◆ WORKING DATA:
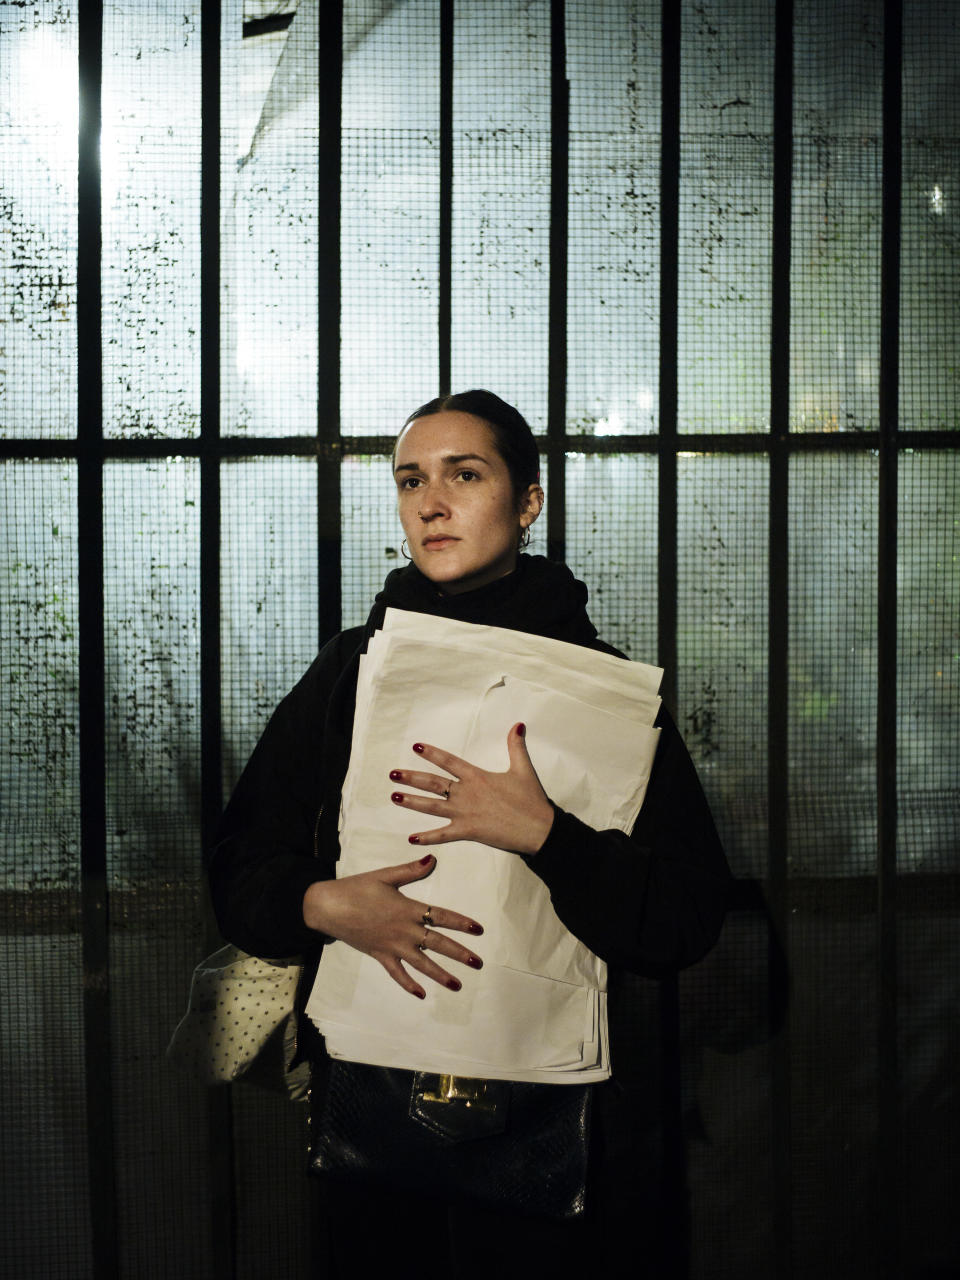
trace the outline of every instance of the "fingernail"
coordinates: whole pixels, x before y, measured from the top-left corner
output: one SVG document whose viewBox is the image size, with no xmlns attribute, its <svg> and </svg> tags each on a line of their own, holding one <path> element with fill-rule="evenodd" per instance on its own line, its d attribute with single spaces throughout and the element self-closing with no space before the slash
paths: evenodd
<svg viewBox="0 0 960 1280">
<path fill-rule="evenodd" d="M 415 742 L 415 743 L 413 744 L 413 749 L 414 749 L 414 751 L 417 753 L 417 755 L 418 755 L 418 756 L 422 756 L 422 755 L 423 755 L 423 743 L 422 743 L 422 742 Z"/>
<path fill-rule="evenodd" d="M 408 842 L 409 844 L 419 844 L 419 843 L 420 843 L 420 837 L 419 837 L 419 836 L 407 836 L 407 842 Z M 427 861 L 427 860 L 426 860 L 426 858 L 424 858 L 424 859 L 423 859 L 423 861 L 424 861 L 424 862 L 426 862 L 426 861 Z"/>
<path fill-rule="evenodd" d="M 479 937 L 479 935 L 480 935 L 481 933 L 483 933 L 483 925 L 482 925 L 482 924 L 468 924 L 468 925 L 467 925 L 467 933 L 472 933 L 472 934 L 475 934 L 475 935 L 477 935 L 477 936 Z"/>
<path fill-rule="evenodd" d="M 415 991 L 413 994 L 418 1000 L 426 1000 L 427 998 L 427 993 L 425 991 Z"/>
<path fill-rule="evenodd" d="M 418 844 L 418 843 L 419 843 L 419 841 L 420 841 L 420 837 L 419 837 L 419 836 L 411 836 L 411 837 L 410 837 L 410 843 L 411 843 L 411 844 Z M 432 861 L 433 861 L 433 854 L 432 854 L 432 853 L 428 853 L 428 854 L 427 854 L 427 856 L 426 856 L 425 858 L 421 858 L 421 859 L 420 859 L 420 866 L 421 866 L 421 867 L 425 867 L 428 863 L 430 863 L 430 862 L 432 862 Z"/>
<path fill-rule="evenodd" d="M 447 986 L 450 988 L 451 991 L 459 991 L 460 988 L 463 986 L 463 983 L 458 982 L 456 978 L 448 978 Z"/>
<path fill-rule="evenodd" d="M 400 770 L 399 770 L 399 769 L 391 769 L 391 770 L 390 770 L 390 781 L 391 781 L 391 782 L 399 782 L 402 778 L 403 778 L 403 774 L 400 772 Z"/>
<path fill-rule="evenodd" d="M 403 792 L 394 791 L 390 799 L 393 801 L 394 804 L 403 804 Z"/>
<path fill-rule="evenodd" d="M 527 732 L 527 726 L 526 726 L 525 724 L 518 724 L 518 725 L 517 725 L 517 737 L 518 737 L 518 738 L 522 738 L 522 737 L 523 737 L 523 735 L 524 735 L 526 732 Z"/>
<path fill-rule="evenodd" d="M 470 966 L 470 968 L 471 968 L 471 969 L 482 969 L 482 968 L 483 968 L 483 961 L 480 959 L 480 957 L 479 957 L 479 956 L 470 956 L 470 957 L 468 957 L 468 959 L 467 959 L 467 964 Z"/>
</svg>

◆ TASK DIRECTIONS:
Output the records verbatim without pictures.

◆ EXERCISE ANSWER:
trace the outline of every instance of the "fingernail"
coordinates: whole pixels, x before y, measured from the top-left corner
output: one SVG document whose viewBox is the image size, with no xmlns attribute, its <svg> and </svg> tags each on a line of their own, holding one <path> element with fill-rule="evenodd" per instance on its own line, its d attribute with single spaces throughout and the element self-closing with no space before the slash
paths: evenodd
<svg viewBox="0 0 960 1280">
<path fill-rule="evenodd" d="M 415 742 L 415 743 L 413 744 L 413 749 L 414 749 L 414 751 L 417 753 L 417 755 L 418 755 L 418 756 L 422 756 L 422 755 L 423 755 L 423 743 L 422 743 L 422 742 Z"/>
<path fill-rule="evenodd" d="M 408 842 L 409 844 L 419 844 L 419 843 L 420 843 L 420 837 L 419 837 L 419 836 L 407 836 L 407 842 Z M 427 861 L 427 860 L 426 860 L 426 858 L 424 858 L 424 859 L 423 859 L 423 861 L 424 861 L 424 862 L 426 862 L 426 861 Z"/>
<path fill-rule="evenodd" d="M 479 937 L 479 935 L 480 935 L 481 933 L 483 933 L 483 925 L 482 925 L 482 924 L 468 924 L 468 925 L 467 925 L 467 933 L 472 933 L 472 934 L 475 934 L 475 935 L 477 935 L 477 936 Z"/>
<path fill-rule="evenodd" d="M 415 991 L 413 994 L 418 1000 L 426 1000 L 427 998 L 427 993 L 425 991 Z"/>
<path fill-rule="evenodd" d="M 418 844 L 418 843 L 419 843 L 419 841 L 420 841 L 420 837 L 419 837 L 419 836 L 411 836 L 411 837 L 410 837 L 410 843 L 411 843 L 411 844 Z M 432 861 L 433 861 L 433 854 L 432 854 L 432 853 L 428 853 L 428 854 L 427 854 L 427 856 L 426 856 L 425 858 L 421 858 L 421 859 L 420 859 L 420 866 L 421 866 L 421 867 L 425 867 L 428 863 L 430 863 L 430 862 L 432 862 Z"/>
<path fill-rule="evenodd" d="M 447 986 L 450 988 L 451 991 L 459 991 L 460 988 L 463 986 L 463 983 L 458 982 L 456 978 L 448 978 Z"/>
<path fill-rule="evenodd" d="M 400 770 L 399 770 L 399 769 L 391 769 L 391 770 L 390 770 L 390 781 L 391 781 L 391 782 L 399 782 L 402 778 L 403 778 L 403 774 L 400 772 Z"/>
<path fill-rule="evenodd" d="M 403 792 L 394 791 L 390 799 L 393 801 L 394 804 L 403 804 Z"/>
<path fill-rule="evenodd" d="M 527 732 L 527 726 L 526 726 L 525 724 L 518 724 L 518 725 L 517 725 L 517 737 L 518 737 L 518 738 L 522 738 L 522 737 L 523 737 L 523 735 L 524 735 L 526 732 Z"/>
<path fill-rule="evenodd" d="M 470 966 L 470 968 L 471 968 L 471 969 L 482 969 L 482 968 L 483 968 L 483 961 L 480 959 L 480 957 L 479 957 L 479 956 L 470 956 L 470 957 L 468 957 L 468 959 L 467 959 L 467 964 Z"/>
</svg>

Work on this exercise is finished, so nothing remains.